# 3-D Coordinates

## Key Questions

• We live in a 3D world, so 3D Cartesian coordinates are used to describe problems in our world. However, until we have holographic displays, the way we normally display information is 2D, such as paper or monitors. So 3D is normally projected onto 2D; this could be a perspective projection or orthographic projection.

The most common uses of 3D coordinates are in engineering, physics, and computer graphics. This would be done with software such as AutoCAD, Maya, SoftImage, 3DS Max, and Blender. As you know, computer animated movies can be shown in 3D or 2D, but both still have perspective. In order to have perspective projections, it is required to model everything in 3D.

Motion capture is done in 3D, so that they can be put in computer games or special effects in movies as well as the animated movies.

# Recorded data:

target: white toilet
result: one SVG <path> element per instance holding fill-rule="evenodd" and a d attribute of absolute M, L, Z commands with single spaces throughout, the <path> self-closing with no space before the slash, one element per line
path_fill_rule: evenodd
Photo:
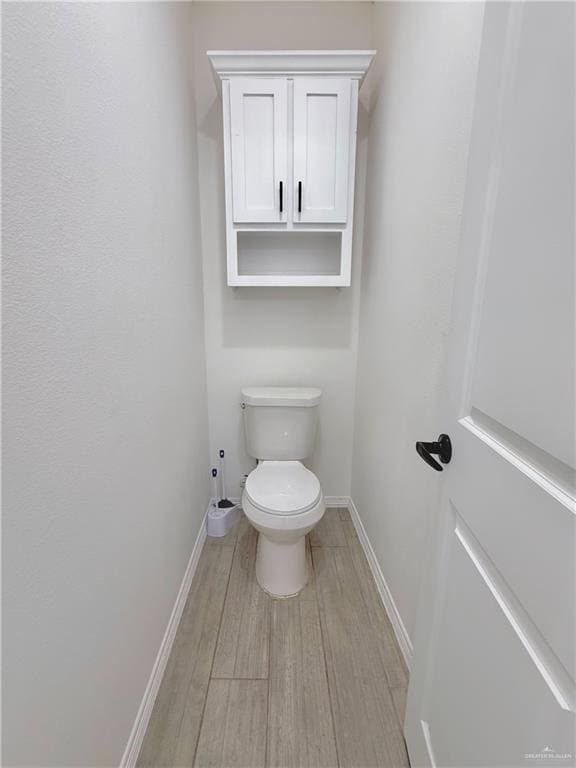
<path fill-rule="evenodd" d="M 274 597 L 306 585 L 305 537 L 325 510 L 318 478 L 300 462 L 314 447 L 321 396 L 313 387 L 242 389 L 246 446 L 258 459 L 242 507 L 260 534 L 256 578 Z"/>

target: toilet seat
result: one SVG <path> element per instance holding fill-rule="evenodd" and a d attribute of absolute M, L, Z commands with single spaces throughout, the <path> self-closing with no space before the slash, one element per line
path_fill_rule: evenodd
<path fill-rule="evenodd" d="M 301 515 L 317 506 L 316 475 L 299 461 L 262 461 L 246 479 L 245 499 L 269 515 Z"/>

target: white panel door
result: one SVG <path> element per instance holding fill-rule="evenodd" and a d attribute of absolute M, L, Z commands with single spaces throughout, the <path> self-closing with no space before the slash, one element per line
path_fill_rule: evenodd
<path fill-rule="evenodd" d="M 230 131 L 233 220 L 256 224 L 285 221 L 286 79 L 232 79 Z"/>
<path fill-rule="evenodd" d="M 350 94 L 349 79 L 294 80 L 295 222 L 346 222 Z"/>
<path fill-rule="evenodd" d="M 574 15 L 486 4 L 413 768 L 576 762 Z"/>

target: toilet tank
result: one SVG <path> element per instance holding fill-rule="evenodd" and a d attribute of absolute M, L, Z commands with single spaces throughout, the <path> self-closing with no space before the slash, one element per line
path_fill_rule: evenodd
<path fill-rule="evenodd" d="M 244 434 L 250 456 L 267 461 L 310 456 L 321 396 L 316 387 L 243 387 Z"/>

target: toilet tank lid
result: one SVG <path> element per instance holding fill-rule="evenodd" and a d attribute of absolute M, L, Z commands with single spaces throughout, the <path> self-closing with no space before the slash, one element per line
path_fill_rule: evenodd
<path fill-rule="evenodd" d="M 311 408 L 322 397 L 322 390 L 317 387 L 242 387 L 241 391 L 246 405 Z"/>

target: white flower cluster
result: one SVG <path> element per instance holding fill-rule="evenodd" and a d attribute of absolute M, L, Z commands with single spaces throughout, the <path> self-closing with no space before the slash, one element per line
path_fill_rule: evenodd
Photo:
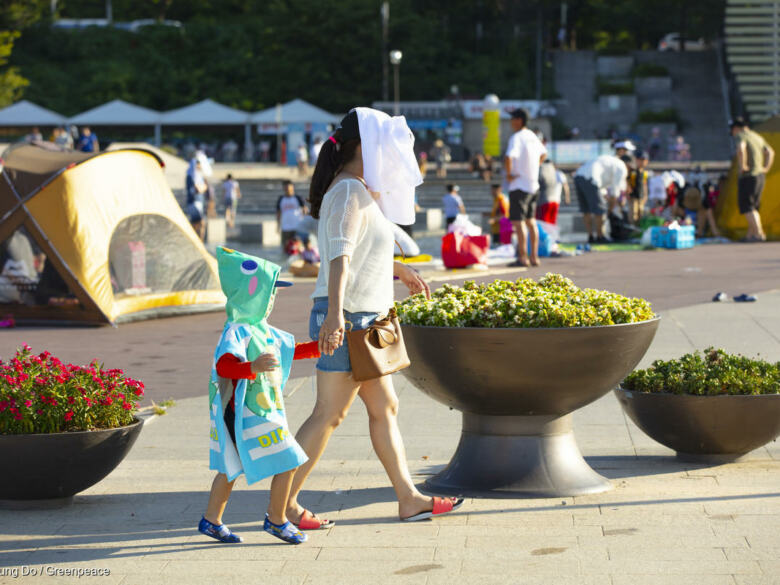
<path fill-rule="evenodd" d="M 655 317 L 644 299 L 581 289 L 551 273 L 539 282 L 445 284 L 430 299 L 414 295 L 396 303 L 396 309 L 401 323 L 428 327 L 594 327 Z"/>

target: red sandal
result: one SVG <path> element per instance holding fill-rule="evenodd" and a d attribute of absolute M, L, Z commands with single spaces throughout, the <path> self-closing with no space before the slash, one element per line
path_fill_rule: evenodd
<path fill-rule="evenodd" d="M 401 518 L 401 522 L 418 522 L 419 520 L 427 520 L 434 516 L 440 516 L 447 512 L 457 510 L 463 505 L 463 498 L 440 498 L 433 496 L 433 510 L 427 512 L 420 512 L 414 516 L 408 518 Z"/>
<path fill-rule="evenodd" d="M 293 524 L 300 530 L 320 530 L 322 528 L 330 528 L 336 523 L 332 520 L 320 520 L 311 511 L 304 509 L 301 519 L 297 523 L 293 522 Z"/>

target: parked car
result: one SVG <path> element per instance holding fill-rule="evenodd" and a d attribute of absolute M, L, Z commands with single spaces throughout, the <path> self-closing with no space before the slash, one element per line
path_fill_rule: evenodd
<path fill-rule="evenodd" d="M 707 43 L 704 39 L 685 39 L 686 51 L 703 51 L 707 48 Z M 680 50 L 680 33 L 669 33 L 658 41 L 659 51 L 679 51 Z"/>

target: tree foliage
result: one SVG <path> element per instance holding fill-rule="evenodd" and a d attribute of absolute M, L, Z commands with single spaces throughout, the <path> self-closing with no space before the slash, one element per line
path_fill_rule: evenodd
<path fill-rule="evenodd" d="M 717 18 L 702 7 L 722 15 L 723 3 L 570 0 L 569 23 L 580 47 L 619 37 L 640 48 L 679 30 L 680 5 L 690 5 L 693 33 Z M 380 0 L 112 0 L 115 21 L 183 23 L 135 33 L 52 28 L 41 20 L 48 0 L 8 4 L 37 7 L 6 11 L 23 33 L 11 65 L 30 80 L 25 97 L 66 115 L 115 98 L 167 110 L 210 97 L 257 110 L 300 97 L 335 112 L 381 98 Z M 392 0 L 386 49 L 404 54 L 402 99 L 441 99 L 452 85 L 466 97 L 533 97 L 539 11 L 553 46 L 558 1 Z M 104 17 L 105 0 L 59 0 L 58 12 Z"/>

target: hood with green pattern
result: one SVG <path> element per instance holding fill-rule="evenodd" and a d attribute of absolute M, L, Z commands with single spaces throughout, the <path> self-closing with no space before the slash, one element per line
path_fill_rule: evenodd
<path fill-rule="evenodd" d="M 217 248 L 217 263 L 228 321 L 249 325 L 265 321 L 274 306 L 281 267 L 223 247 Z"/>

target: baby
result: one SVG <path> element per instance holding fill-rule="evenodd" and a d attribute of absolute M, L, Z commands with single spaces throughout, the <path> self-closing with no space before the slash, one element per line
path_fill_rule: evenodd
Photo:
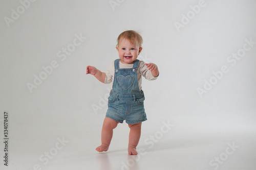
<path fill-rule="evenodd" d="M 98 152 L 109 150 L 113 129 L 125 120 L 130 128 L 128 153 L 138 154 L 136 147 L 140 138 L 141 124 L 147 119 L 141 76 L 153 80 L 159 73 L 156 64 L 146 64 L 137 59 L 142 50 L 142 38 L 138 33 L 125 31 L 117 38 L 116 49 L 119 59 L 112 62 L 106 72 L 92 66 L 87 67 L 87 74 L 94 75 L 105 84 L 113 83 L 101 131 L 101 145 L 96 149 Z"/>

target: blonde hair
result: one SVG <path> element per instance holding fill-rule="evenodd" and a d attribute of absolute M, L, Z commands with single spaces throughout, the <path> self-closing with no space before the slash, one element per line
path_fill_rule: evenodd
<path fill-rule="evenodd" d="M 143 39 L 140 35 L 133 30 L 128 30 L 123 32 L 119 35 L 117 39 L 117 44 L 116 46 L 118 46 L 119 42 L 123 38 L 127 39 L 131 43 L 139 45 L 139 47 L 142 47 Z"/>

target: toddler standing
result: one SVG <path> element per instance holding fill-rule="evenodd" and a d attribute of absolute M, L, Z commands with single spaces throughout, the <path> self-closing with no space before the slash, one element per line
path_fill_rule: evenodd
<path fill-rule="evenodd" d="M 113 83 L 101 131 L 101 145 L 96 149 L 98 152 L 108 150 L 113 129 L 125 120 L 130 128 L 128 153 L 138 154 L 136 147 L 140 138 L 142 122 L 147 119 L 141 76 L 153 80 L 159 73 L 156 64 L 146 64 L 137 59 L 142 50 L 142 38 L 137 32 L 125 31 L 117 38 L 116 49 L 119 59 L 112 62 L 106 72 L 93 66 L 87 67 L 87 74 L 94 75 L 105 84 Z"/>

# Instructions for the task:
Carry on the 3-D coordinates passage above, starting right after its final sentence.

# Exercise response:
In engineering, buildings or bridges or any structure, require 3D so that workers know how wide, long, and high to build things. Another use that you may have heard about is 3D printers; obviously you need 3D coordinates to send to the printer for it to build anything meaningful.

There are some other uses that you may know such as topographical maps that show the height of a 2D position or an air traffic display will show the 2D position of an aircraft, but display its altitude beside the position.

These are just a few of many examples.

• If Cartesian coordinates are $\left(x , y , z\right)$, then its corresponding cylindrical coordinates $\left(r , \theta , z\right)$ can be found by

$r = \sqrt{{x}^{2} + {y}^{2}}$

theta={(tan^{-1}(y/x)" if "x>0),(pi/2" if "x=0 " and " y>0),(-pi/2" if " x=0" and "y<0),(tan^{-1}(y/x)+pi" if "x<0):}

$z = z$

Note: It is probably much easier to find $\theta$ by find the angle between the positive $x$-axis and the vector $\left(x , y\right)$ graphically.

I hope that this was helpful.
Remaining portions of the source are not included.